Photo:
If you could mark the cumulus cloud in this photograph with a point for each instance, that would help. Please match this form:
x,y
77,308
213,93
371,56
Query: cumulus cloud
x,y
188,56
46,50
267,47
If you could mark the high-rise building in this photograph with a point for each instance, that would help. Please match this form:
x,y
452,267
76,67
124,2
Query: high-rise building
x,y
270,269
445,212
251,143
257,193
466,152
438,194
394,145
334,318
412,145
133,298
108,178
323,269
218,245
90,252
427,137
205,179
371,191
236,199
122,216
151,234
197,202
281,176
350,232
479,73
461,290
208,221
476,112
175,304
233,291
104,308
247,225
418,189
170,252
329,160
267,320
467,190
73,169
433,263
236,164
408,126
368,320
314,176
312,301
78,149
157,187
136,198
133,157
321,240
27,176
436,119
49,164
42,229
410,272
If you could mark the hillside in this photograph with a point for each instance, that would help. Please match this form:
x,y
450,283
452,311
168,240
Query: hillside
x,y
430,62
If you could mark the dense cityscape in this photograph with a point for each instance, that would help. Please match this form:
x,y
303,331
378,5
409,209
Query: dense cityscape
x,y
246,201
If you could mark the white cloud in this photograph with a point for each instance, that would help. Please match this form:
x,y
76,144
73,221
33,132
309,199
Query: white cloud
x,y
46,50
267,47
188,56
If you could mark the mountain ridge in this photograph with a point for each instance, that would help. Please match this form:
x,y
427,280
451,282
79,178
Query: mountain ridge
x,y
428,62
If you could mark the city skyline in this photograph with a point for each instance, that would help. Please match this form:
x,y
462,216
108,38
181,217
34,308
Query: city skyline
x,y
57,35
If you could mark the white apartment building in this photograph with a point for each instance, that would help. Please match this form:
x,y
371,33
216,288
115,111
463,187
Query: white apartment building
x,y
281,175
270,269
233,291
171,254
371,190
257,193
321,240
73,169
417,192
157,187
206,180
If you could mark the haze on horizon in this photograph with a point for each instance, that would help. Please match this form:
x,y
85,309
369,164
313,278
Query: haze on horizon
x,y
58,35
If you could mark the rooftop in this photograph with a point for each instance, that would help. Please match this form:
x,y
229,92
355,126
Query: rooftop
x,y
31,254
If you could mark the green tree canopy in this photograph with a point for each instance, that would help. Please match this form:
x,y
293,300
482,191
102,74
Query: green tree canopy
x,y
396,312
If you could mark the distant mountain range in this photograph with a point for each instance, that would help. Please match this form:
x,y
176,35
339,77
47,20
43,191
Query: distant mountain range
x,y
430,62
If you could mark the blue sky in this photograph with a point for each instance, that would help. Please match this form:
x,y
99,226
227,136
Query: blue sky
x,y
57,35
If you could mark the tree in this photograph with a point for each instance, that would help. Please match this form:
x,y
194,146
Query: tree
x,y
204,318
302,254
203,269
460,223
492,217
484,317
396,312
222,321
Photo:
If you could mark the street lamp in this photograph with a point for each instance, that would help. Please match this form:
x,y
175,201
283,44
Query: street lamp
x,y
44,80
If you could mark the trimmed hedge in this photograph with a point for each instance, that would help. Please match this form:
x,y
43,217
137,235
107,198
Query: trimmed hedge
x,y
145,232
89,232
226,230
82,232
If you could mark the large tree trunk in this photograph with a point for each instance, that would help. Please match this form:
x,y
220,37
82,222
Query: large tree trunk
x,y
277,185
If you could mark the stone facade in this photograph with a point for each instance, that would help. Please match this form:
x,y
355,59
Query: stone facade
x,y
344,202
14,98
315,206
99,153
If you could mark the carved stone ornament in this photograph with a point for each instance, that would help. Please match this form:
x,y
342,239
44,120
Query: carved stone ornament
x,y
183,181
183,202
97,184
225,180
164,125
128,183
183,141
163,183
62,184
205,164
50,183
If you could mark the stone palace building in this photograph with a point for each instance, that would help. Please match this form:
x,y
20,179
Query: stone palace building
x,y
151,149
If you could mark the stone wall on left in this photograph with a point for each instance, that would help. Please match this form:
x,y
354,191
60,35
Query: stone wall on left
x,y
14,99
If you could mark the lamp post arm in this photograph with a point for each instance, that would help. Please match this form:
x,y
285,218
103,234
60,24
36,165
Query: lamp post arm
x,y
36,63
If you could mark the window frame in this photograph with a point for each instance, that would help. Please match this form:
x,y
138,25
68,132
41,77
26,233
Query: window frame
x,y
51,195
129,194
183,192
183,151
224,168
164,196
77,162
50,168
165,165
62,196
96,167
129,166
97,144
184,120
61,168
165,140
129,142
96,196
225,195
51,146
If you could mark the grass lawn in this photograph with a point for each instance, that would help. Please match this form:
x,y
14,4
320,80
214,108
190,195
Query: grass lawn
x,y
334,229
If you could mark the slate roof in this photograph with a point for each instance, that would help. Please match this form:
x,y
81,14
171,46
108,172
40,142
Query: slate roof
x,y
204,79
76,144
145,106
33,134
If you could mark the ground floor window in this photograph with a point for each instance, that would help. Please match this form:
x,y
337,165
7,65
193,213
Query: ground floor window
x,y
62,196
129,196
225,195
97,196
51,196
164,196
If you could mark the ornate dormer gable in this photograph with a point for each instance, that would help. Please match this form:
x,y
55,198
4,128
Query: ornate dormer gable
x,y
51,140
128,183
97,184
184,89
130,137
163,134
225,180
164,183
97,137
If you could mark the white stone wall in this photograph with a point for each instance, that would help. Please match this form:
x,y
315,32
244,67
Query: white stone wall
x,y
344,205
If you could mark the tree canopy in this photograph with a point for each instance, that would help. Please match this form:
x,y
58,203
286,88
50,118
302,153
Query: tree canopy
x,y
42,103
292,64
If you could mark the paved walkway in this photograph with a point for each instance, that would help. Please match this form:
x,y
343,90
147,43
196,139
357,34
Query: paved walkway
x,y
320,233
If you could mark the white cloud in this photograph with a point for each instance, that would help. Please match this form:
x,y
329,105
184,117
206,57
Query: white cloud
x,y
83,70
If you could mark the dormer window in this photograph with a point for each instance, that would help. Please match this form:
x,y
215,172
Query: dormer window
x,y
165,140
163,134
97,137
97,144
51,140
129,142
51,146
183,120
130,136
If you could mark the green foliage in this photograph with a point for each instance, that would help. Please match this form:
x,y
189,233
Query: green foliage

## Assignment
If a line above contains the word "foliage", list it.

## Problem solution
If you could mark the green foliage in this photograph with a point for each instance, that would help. Please match this form:
Query: green foliage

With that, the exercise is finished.